TASK TO CARRY OUT:
Rewrite all the entries below, renaming every "Target" to "Object" and keeping everything else the same. Leave the pictures out of your copy.

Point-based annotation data
>> Start

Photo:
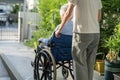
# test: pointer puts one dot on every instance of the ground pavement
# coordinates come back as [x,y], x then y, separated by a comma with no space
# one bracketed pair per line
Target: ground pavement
[17,60]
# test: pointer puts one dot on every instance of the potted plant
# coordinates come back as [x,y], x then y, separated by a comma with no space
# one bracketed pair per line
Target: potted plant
[112,62]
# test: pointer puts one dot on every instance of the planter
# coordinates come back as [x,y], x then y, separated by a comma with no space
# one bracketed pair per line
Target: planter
[110,69]
[99,66]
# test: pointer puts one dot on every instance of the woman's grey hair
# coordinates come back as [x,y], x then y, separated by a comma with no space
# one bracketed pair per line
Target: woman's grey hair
[63,9]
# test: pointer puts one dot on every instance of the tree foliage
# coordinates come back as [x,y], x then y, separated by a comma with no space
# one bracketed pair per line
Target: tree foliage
[110,18]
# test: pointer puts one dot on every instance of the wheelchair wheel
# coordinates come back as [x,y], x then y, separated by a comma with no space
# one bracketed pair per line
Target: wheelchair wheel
[71,69]
[46,66]
[65,72]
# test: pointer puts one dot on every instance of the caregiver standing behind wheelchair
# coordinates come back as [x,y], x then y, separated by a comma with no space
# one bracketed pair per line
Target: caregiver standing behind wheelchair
[68,27]
[86,34]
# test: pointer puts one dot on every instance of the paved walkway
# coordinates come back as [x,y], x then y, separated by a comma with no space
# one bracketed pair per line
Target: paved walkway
[19,58]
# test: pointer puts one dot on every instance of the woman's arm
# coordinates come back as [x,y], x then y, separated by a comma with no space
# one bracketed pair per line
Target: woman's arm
[64,19]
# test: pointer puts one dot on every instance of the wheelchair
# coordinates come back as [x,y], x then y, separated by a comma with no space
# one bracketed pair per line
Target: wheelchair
[50,57]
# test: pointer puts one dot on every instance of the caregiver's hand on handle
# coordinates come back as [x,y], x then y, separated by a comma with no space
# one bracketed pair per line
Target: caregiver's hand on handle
[57,33]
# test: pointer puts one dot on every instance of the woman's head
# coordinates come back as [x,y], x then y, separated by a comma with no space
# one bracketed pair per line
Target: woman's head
[63,9]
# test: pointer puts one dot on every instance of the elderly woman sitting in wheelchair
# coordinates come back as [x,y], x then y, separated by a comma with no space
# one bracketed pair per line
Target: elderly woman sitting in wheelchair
[54,53]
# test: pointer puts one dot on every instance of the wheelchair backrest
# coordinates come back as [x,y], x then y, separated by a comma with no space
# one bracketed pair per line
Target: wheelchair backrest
[61,47]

>> End

FULL SOLUTION:
Photo:
# test: pointer puts one dot on every instance of the ground pavement
# coordinates come back as [x,y], x then y, separated by a comma with no space
# one bracketed pair per line
Object: ground pavement
[17,60]
# test: pointer puts one dot on every instance of the potted plant
# coordinates come back as [x,y], x then y, separated by a comma with no space
# one bracketed pair per line
Object: potted plant
[112,62]
# test: pointer puts one dot on every instance of the planter
# coordinates come back as [x,y], x then y, separated by a comma with no space
# one bracketed pair per line
Object: planter
[110,69]
[99,66]
# test: pointer puts one dot on every instance of the woman's grey hair
# coordinates come back as [x,y], x then y, separated by a comma with no space
# one bracketed pair per line
Object: woman's grey hair
[63,9]
# test: pointer puts one dot on every instance of the tree foliage
# coordinates come back as [x,y], x then y, separated by a comma with no space
# one bracketed pair per line
Object: tree foliage
[110,18]
# test: pointer puts one dot on every instance of the wheelchair wheel
# coordinates come back as [x,y], x then y, separated by a comma with no space
# one bracketed pair per line
Object: wheelchair wheel
[71,69]
[46,66]
[65,72]
# test: pointer puts one dot on every instance of the caregiver standing behind wheelchair
# coordinates come back as [x,y], x then y, separated by a comma with no space
# one bracketed pair per line
Object: caregiver standing behind wheelchair
[68,27]
[86,34]
# test: pointer puts one dot on every instance of the paved walkway
# coordinates come back as [x,y], x then y, separated by a comma with no space
# one bracketed pair per line
Object: paved walkway
[19,58]
# test: pointer puts one dot on every instance of the woman's arm
# coordinates come back as [x,y], x then y, separated by a comma with no space
# one bracketed pair per line
Object: woman's arm
[64,19]
# test: pointer puts one dot on every instance of the wheelchair
# coordinates come back as [x,y], x then y, separated by a comma with no space
# one bracketed pair per line
Object: wheelchair
[50,57]
# test: pointer puts one dot on every instance of the caregiver's hand on handle
# coordinates come back as [x,y], x then y, separated by a comma with no space
# one bracketed pair per line
Object: caregiver's hand on handle
[57,33]
# test: pointer puts one dot on every instance of the woman's head
# coordinates come back as [x,y], x then y, separated by a comma with no space
# one bracketed pair per line
Object: woman's head
[63,9]
# test: pointer puts one dot on every instance of the elderly woman sitting in wheelchair
# coordinates come back as [x,y], x then y, separated by a comma with no space
# one bracketed pair per line
Object: elderly woman sitting in wheelchair
[54,53]
# test: pointer puts one dot on every instance of the wheelchair backrest
# coordinates come back as [x,y], x then y, separated by a comma with no space
# one bracketed pair per line
Object: wheelchair backrest
[61,47]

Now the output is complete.